══ Texte étudié ══

Faut-il reconnaître une « spécificité de l’exercice de la médecine libérale en Corse » dans la convention médicale comme pour les praticiens installés dans les départements et régions d’Outre-mer (Drom), qui bénéficient notamment de tarifs majorés ?
Jusqu’à présent, ces insulaires ne bénéficiaient pas de mesures conventionnelles spécifiques. Mais les lignes bougent. Sous la pression des syndicats de praticiens libéraux, de parlementaires de l’île de Beauté, mais surtout du collectif médecins libéraux (ML) Corsica – regroupant 300 médecins sur 550 – la Cnam a programmé une réunion de travail mercredi 31 janvier dédiée aux Drom… mais aussi à la Corse.
« C’est historique, salue le Dr Cyrille Brunel, porte-parole du collectif. L’Assurance-maladie fait un grand pas pour reconnaître la spécificité corse. » Le généraliste met en avant les difficultés spécifiques d’accès aux soins sur l’île, liées à ce territoire « insulaire » et « montagneux » rendant les déplacements difficiles. Il pointe aussi le manque chronique de praticiens, en particulier de spécialistes, pour prendre en charge une population vieillissante en augmentation, sans oublier le coût de la vie. « Par rapport aux Drom, la Corse diffère sur deux points, renchérit le Dr Brunel. Nous n’avons pas de CHU et le coût de la vie, qui est plus élevé par rapport à la métropole, n’est pas pris en compte dans nos honoraires, alors que c’est le cas dans les Drom. »

═══

■ Tâche A: D'après l'article sur la médecine libérale en Corse, combien de médecins le collectif ML Corsica regroupe-t-il ?
■ Tâche B: Transcrivez tel quel le passage de l'article sur la médecine libérale en Corse qui va de « Faut-il reconnaître une » jusqu'à « à la Corse. ».

══ Données à examiner ══

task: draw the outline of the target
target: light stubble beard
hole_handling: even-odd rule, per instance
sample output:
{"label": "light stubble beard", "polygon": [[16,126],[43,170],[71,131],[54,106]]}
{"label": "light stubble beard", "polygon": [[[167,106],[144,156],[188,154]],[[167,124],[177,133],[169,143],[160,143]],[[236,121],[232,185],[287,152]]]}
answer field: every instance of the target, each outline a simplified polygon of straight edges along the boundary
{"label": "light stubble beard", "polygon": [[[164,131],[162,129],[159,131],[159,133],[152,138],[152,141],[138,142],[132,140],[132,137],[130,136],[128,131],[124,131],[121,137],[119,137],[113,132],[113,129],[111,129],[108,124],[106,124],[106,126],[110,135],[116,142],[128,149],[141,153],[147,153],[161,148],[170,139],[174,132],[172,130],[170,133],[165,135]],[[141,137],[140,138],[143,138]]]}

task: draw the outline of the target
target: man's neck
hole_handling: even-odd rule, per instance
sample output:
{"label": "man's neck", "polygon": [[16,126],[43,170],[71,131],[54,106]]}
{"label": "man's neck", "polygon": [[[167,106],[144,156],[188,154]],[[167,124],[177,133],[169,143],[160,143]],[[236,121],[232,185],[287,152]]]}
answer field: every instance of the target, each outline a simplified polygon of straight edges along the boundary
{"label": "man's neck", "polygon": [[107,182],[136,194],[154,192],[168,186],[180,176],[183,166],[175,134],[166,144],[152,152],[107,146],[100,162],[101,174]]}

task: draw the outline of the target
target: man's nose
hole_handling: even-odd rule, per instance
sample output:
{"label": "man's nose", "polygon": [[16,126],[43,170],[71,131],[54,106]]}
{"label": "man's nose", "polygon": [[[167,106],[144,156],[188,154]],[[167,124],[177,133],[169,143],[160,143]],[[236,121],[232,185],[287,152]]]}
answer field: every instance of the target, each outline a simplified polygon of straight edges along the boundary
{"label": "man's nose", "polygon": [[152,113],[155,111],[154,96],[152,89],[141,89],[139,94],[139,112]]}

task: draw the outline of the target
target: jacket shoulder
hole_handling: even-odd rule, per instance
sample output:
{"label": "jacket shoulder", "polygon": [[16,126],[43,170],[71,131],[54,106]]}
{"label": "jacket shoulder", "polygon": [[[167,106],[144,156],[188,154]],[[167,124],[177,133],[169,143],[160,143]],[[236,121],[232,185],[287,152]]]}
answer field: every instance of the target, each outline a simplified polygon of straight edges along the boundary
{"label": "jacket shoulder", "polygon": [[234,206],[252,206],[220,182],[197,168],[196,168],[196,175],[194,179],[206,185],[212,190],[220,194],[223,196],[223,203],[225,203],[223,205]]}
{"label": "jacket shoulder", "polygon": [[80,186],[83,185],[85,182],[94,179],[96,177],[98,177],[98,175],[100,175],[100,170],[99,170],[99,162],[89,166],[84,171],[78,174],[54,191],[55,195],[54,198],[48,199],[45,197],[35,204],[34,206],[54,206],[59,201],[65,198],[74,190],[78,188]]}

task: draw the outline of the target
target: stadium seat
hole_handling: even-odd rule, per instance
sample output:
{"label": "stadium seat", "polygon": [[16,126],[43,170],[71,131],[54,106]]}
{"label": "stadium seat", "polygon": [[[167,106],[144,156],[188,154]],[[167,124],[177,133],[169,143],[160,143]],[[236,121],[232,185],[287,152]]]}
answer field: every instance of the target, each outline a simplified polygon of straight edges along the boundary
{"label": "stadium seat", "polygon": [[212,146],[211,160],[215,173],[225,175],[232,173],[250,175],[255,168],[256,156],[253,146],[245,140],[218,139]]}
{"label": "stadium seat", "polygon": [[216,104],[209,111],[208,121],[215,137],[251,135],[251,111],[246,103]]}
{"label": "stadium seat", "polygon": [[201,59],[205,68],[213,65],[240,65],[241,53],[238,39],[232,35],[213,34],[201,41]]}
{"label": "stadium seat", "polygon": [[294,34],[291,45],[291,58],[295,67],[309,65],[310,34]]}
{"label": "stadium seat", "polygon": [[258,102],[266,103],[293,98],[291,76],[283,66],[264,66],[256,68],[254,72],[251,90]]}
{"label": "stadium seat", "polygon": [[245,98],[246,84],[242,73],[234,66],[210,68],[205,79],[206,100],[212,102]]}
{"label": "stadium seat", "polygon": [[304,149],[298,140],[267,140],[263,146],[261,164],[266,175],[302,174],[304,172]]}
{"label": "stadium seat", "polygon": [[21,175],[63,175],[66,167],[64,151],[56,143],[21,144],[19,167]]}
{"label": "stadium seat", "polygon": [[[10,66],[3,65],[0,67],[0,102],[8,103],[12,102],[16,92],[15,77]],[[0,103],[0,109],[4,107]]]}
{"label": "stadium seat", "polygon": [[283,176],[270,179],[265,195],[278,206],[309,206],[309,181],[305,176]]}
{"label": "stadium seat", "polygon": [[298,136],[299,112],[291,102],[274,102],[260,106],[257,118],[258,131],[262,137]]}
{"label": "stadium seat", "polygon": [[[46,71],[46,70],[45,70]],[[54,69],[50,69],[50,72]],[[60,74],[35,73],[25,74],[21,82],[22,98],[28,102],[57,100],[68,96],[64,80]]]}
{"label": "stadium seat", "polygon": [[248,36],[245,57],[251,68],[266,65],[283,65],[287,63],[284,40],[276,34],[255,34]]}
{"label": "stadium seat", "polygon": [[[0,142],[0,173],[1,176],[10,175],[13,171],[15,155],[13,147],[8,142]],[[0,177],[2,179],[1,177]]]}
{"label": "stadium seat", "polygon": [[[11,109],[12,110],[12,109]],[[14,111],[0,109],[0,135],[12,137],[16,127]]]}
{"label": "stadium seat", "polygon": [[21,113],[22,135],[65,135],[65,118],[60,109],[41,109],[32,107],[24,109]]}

═══

■ Résultat de tâche A: 300 médecins sur 550.

■ Résultat de tâche B:
Faut-il reconnaître une « spécificité de l’exercice de la médecine libérale en Corse » dans la convention médicale comme pour les praticiens installés dans les départements et régions d’Outre-mer (Drom), qui bénéficient notamment de tarifs majorés ?
Jusqu’à présent, ces insulaires ne bénéficiaient pas de mesures conventionnelles spécifiques. Mais les lignes bougent. Sous la pression des syndicats de praticiens libéraux, de parlementaires de l’île de Beauté, mais surtout du collectif médecins libéraux (ML) Corsica – regroupant 300 médecins sur 550 – la Cnam a programmé une réunion de travail mercredi 31 janvier dédiée aux Drom… mais aussi à la Corse.